* Given passage

Re: Writing Reducer output to database

Adeel Qureshi Mon, 07 Feb 2011 06:16:44 -0800

yeah and I have that setup correctly ...

    //configure database output
    job.setOutputFormatClass(DBOutputFormat.class);
    DBConfiguration.configureDB(conf,
"com.microsoft.sqlserver.jdbc.SQLServerDriver",


"jdbc:sqlserver://r0145981\\SQLEXPRESS:3921;databaseName=BR;SelectMethod=cursor",
     "localsqluser", "localsqluser");
    String[] fields = {"timestamp", "userId", "action"};
    DBOutputFormat.setOutput(job, "LogParser", fields);

I have checked this connection string directly and was able to connect to
the database .. I also tried putting the sql jdbc jar in hadoop/lib folder
as well as in application/lib jar. It still doesnt works .. it keeps giving
me the same IO Exception on getRecordWriter. I guess I will continue to look
into it to see if I can find anything else wrong with it .. THanks for all
your help

On Sun, Feb 6, 2011 at 10:55 PM, Ted Yu <[email protected]> wrote:

> Have you noticed this method in DBConfiguration ?

* Aim
Update the forum post from "I have checked" to "in DBConfiguration ?" so that "connection string" becomes "database URL". The data that follows comes from a separate source unrelated to the forum post.

* Information supplied
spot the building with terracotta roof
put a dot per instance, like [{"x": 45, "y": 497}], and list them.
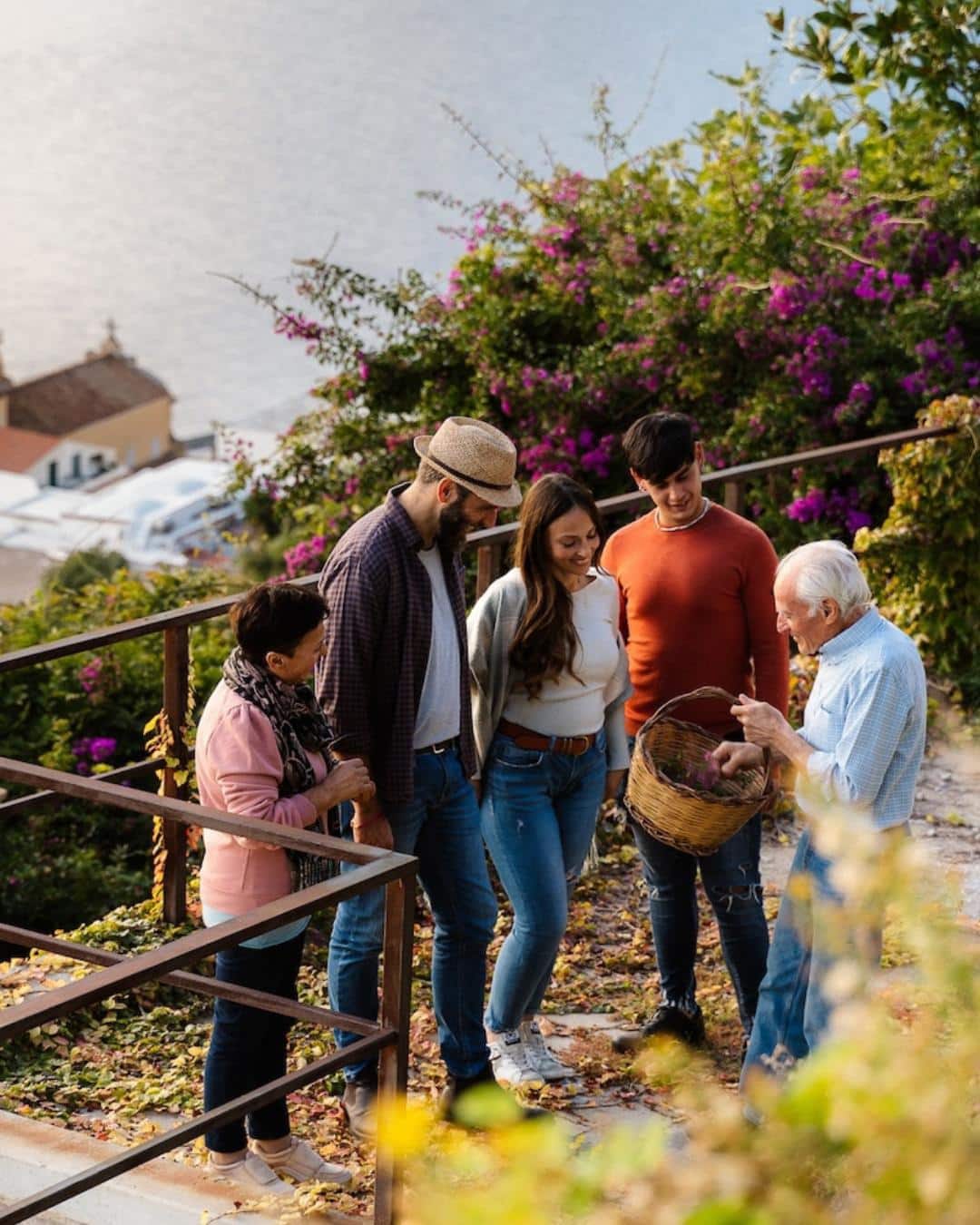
[{"x": 101, "y": 413}]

* Full solution
I have checked this database URL directly and was able to connect to
the database .. I also tried putting the sql jdbc jar in hadoop/lib folder
as well as in application/lib jar. It still doesnt works .. it keeps giving
me the same IO Exception on getRecordWriter. I guess I will continue to look
into it to see if I can find anything else wrong with it .. THanks for all
your help

On Sun, Feb 6, 2011 at 10:55 PM, Ted Yu <[email protected]> wrote:

> Have you noticed this method in DBConfiguration ?